* **ESTRATTO DEL DOCUMENTO**
__________

27 marzo 2020

Giuseppe Musolino, di Pietro Romeo

Giuseppe Musolino costituisce un collegamento fra i primi briganti postunitari e i briganti buoni di oggi.
    L’Autore di questo romanzo, Pietro Romeo, è nato a S. Stefano in Aspromonte, il paese di Musolino, ed ha come nonna materna Anna Musolino, sorella di Giuseppe. Il suo è un romanzo storico. Molti episodi narrati sono stati trasmessi oralmente da questa nonna materna.
   Musolino nacque il 24 settembre 1876, da Giuseppe senior e da Mariangela Filastò, morì il 22 gennaio 1956, all’età di ottanta anni. Il padre aveva un’osteria e la madre era discendente da una nobile famiglia parigina, fuggita da Parigi nel 1789, durante la rivoluzione francese. Aveva tre sorelle, tutte più piccole di lui: Anna, Vincenza, Ippolita ed il fratellino Antonio.

__________

* **MATERIALE FORNITO**
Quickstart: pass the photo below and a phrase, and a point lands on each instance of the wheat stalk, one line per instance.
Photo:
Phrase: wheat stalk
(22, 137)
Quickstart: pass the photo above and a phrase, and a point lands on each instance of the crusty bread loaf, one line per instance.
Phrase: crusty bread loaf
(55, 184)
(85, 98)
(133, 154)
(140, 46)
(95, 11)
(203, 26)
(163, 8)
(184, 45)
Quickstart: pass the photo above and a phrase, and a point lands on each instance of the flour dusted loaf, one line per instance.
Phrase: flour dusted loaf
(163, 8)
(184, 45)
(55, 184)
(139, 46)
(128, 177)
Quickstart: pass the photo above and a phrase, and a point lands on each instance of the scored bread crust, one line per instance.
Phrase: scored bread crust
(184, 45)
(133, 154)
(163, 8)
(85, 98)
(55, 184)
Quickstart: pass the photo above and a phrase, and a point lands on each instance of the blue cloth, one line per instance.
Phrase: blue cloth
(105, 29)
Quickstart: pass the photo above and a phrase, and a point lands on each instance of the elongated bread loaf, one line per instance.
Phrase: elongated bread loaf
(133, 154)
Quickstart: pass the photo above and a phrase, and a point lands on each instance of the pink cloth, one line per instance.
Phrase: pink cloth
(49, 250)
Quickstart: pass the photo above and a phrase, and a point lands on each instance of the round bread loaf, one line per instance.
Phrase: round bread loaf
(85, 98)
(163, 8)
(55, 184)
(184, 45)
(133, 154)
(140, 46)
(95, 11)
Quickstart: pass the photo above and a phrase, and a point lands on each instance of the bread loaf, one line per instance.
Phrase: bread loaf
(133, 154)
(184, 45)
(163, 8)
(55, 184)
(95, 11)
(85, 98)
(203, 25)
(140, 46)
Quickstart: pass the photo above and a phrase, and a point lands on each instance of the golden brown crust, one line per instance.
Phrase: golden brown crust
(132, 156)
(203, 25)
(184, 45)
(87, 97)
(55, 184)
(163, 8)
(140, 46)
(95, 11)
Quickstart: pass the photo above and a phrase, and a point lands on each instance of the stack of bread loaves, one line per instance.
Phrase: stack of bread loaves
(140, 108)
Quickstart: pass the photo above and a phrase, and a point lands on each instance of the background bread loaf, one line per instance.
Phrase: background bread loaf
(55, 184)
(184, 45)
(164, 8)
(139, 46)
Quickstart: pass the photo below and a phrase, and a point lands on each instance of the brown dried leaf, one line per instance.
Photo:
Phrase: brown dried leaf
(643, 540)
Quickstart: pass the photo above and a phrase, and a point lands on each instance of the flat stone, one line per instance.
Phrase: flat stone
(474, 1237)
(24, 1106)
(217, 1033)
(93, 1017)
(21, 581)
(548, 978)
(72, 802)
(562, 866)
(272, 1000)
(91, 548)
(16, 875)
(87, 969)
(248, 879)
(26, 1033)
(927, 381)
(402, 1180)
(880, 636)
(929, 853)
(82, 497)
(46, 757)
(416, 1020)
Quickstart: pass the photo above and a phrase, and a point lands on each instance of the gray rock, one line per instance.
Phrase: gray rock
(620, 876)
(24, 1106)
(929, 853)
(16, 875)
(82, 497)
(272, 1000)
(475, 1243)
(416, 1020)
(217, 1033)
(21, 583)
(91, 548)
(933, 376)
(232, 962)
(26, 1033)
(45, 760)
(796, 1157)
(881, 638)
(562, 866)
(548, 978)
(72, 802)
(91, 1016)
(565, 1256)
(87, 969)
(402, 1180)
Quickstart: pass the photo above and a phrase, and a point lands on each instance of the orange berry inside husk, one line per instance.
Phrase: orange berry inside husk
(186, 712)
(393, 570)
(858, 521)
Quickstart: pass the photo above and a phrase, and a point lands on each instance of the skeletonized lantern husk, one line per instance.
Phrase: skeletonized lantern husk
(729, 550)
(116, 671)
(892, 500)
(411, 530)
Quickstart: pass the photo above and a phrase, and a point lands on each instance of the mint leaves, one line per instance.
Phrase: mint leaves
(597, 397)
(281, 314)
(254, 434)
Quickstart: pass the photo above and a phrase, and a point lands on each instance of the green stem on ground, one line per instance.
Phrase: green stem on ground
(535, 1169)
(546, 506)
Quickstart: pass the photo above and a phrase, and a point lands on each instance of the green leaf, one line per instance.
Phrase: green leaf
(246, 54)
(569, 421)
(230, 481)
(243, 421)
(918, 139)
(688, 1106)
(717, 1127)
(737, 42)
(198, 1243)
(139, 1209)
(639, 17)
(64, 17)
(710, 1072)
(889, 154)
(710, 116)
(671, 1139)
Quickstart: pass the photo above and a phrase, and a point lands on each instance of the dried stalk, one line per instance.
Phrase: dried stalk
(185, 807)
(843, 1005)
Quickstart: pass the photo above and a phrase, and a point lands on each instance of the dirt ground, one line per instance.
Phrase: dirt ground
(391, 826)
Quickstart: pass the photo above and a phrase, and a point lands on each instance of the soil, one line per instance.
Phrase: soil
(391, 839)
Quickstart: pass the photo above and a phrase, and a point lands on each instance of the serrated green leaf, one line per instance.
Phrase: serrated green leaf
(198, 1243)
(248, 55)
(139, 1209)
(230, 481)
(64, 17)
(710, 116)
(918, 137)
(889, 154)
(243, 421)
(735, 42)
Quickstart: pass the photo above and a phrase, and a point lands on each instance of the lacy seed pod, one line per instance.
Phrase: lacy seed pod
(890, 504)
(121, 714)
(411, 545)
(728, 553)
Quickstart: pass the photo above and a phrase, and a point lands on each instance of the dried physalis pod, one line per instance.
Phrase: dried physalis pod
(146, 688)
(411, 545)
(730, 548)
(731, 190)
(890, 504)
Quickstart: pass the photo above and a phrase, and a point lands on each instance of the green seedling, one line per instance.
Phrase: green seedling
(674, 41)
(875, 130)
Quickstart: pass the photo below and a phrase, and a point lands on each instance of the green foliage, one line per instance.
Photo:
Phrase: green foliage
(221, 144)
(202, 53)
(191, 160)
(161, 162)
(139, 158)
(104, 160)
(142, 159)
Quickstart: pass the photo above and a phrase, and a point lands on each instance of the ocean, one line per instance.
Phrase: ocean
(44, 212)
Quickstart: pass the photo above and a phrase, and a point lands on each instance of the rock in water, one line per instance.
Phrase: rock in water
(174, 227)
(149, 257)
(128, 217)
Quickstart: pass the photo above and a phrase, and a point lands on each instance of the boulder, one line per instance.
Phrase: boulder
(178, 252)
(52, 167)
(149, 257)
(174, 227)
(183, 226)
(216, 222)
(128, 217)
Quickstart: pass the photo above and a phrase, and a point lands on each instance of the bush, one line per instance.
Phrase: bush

__________

* **COSA FARE**
Ripeti parola per parola il tratto dell'estratto su Giuseppe Musolino che va da "27 marzo 2020" fino a "buoni di oggi.". I record sono materiale a sé, distinto dall'estratto.

* **PROBLEMA RISOLTO**
27 marzo 2020

Giuseppe Musolino, di Pietro Romeo

Giuseppe Musolino costituisce un collegamento fra i primi briganti postunitari e i briganti buoni di oggi.